DATA FOR THE TASK Block Start
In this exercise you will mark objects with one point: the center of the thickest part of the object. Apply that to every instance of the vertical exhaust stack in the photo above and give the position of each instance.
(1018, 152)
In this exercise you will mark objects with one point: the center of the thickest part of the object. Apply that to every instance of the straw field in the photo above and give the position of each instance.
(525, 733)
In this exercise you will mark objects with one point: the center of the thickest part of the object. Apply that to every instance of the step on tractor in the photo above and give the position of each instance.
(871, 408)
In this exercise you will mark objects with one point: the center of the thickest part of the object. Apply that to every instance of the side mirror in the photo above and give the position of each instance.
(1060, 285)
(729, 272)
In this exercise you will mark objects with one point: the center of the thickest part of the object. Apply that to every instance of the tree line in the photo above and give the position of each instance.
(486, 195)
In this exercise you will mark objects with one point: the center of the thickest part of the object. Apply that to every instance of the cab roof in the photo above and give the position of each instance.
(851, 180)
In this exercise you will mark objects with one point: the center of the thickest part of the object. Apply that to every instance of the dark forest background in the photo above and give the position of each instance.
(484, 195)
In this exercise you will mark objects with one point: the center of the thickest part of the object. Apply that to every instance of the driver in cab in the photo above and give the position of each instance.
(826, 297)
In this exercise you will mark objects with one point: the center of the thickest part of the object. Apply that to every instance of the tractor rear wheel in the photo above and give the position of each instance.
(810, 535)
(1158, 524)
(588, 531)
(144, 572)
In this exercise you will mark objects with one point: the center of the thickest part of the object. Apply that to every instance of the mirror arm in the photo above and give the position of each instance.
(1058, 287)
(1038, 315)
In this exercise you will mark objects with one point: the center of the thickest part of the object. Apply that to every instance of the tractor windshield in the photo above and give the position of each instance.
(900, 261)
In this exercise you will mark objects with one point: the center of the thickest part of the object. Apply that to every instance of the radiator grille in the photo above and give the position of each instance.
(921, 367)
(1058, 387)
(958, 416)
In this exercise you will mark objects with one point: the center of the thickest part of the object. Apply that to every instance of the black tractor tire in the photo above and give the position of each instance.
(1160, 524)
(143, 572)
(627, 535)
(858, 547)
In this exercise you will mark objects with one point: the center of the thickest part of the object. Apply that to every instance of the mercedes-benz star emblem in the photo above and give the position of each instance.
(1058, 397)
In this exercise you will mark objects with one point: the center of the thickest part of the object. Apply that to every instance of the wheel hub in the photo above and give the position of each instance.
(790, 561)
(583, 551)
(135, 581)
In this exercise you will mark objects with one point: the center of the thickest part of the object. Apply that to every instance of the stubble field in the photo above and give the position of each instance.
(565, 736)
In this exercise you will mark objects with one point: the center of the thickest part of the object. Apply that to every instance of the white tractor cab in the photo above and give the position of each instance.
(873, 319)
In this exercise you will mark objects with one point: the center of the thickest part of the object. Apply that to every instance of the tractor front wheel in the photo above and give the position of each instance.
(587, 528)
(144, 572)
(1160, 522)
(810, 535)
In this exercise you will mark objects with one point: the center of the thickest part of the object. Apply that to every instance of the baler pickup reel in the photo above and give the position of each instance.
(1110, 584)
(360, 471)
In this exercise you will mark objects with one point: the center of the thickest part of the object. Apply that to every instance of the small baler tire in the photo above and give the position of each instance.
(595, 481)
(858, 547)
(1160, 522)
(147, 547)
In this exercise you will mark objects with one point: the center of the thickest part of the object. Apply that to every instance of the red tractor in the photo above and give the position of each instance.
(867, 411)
DATA FOR THE TASK Block End
• **DIRECTIONS**
All of the data above needs to be set down again exactly. Include every line.

• **TASK RESPONSE**
In this exercise you will mark objects with one point: the center of the thickest part of the object. Apply that to every instance of the vertical exhaust stack in the photo above and give the position of each instance.
(1018, 152)
In this exercise you will mark objects with one point: the center of the thickest part of the object. Apply that to every instance of the straw field in the photo above and give the position of each instance.
(525, 733)
In this exercise you will mark objects with one point: the center of the thickest part of the object. Apply that to every instance of the step on tractor in the photo above and give the position of each instance.
(871, 408)
In this exercise you will mark objects with one point: the center of the thickest part of the object. Apply that to every instance of the side mirror in the photo above and give the position of each instance.
(1060, 285)
(729, 272)
In this exercise you will mark objects with one point: the center of the thickest part of the object. Apply that to every instance of the tree line in the photo above and give the position of each instance.
(486, 195)
In this exercise you will mark objects with one point: the center of the thickest part of the object. Apply that to every instance of the cab roof in the photo above and give the position of each instance.
(851, 180)
In this exercise you will mark objects with one point: the center of the thickest part of the object. Apply that to every instance of the dark forest background in the photo above and give the position of each instance.
(484, 195)
In this exercise you will mark objects with one point: the center of the thickest part of the object. Apply that to every instance of the driver in cab in the photo above and give the position of each instance.
(826, 297)
In this exercise you will mark objects with one point: the center of the thickest part of the object. Apply that to every instance of the tractor rear wheel in the photo above and give the position of each instance.
(810, 535)
(1158, 524)
(588, 531)
(144, 572)
In this exercise you will mark objects with one point: the center of the thickest part of the object. Apply that to every instance of the mirror arm in the photo above and give the position of each instance.
(1058, 287)
(1038, 315)
In this exercise you will mark objects with one point: the center of the thickest part of the object. Apply that to every instance of the tractor windshield in the photo above and give the position of each instance.
(900, 261)
In this exercise you will mark objects with one point: the center of the thickest part of the object. Apply that to every instance of the radiator grille in the photo above and give the position of each instance.
(921, 367)
(1058, 387)
(958, 416)
In this exercise you will mark objects with one point: the center of the thickest part of the object. Apply that to every instance of the black tractor tire in the photo above and give the position of each instance.
(1160, 524)
(143, 572)
(627, 535)
(858, 547)
In this exercise you will mark objects with one point: the center of the thickest part of the object. Apply that to every instance of the mercedes-benz star emblem in the photo above and give the position of each instance.
(1058, 397)
In this exercise you will mark objects with one point: the center of the thickest part of the object. Apply that to every instance of the wheel hub in the photo above and give the position of each instance.
(790, 561)
(583, 551)
(135, 581)
In this exercise you will mark objects with one point: the center of the thickest part of the object. Apply that to every instance of the stubble field in the photo above and give the position of each instance.
(565, 736)
In this exercise you will mark objects with one point: the center of the thickest part of the object. Apply that to every instance of the white tractor cab in the photo above and give the position of each instance.
(873, 319)
In this exercise you will mark objects with one point: the center of the thickest part of the object. Apply that to every instance of the tractor front wheel in the photo above and give the position of each instance.
(587, 528)
(144, 572)
(1160, 522)
(810, 535)
In this exercise you will mark objects with one point: the center of the thickest part of the object. Apply that to every instance of the baler pickup reel in the photo above and give the position of each instance.
(1110, 584)
(360, 471)
In this exercise you will mark objects with one point: the center of the thickest part of the object. Apply that to every instance of the small baler tire in the photo above and give the position of each instance.
(595, 481)
(858, 547)
(1160, 522)
(147, 547)
In this exercise you will mark objects with one point: the center of the thickest part of the object. Apply that to every instance of the red tractor in the photo above and give the position of each instance.
(867, 411)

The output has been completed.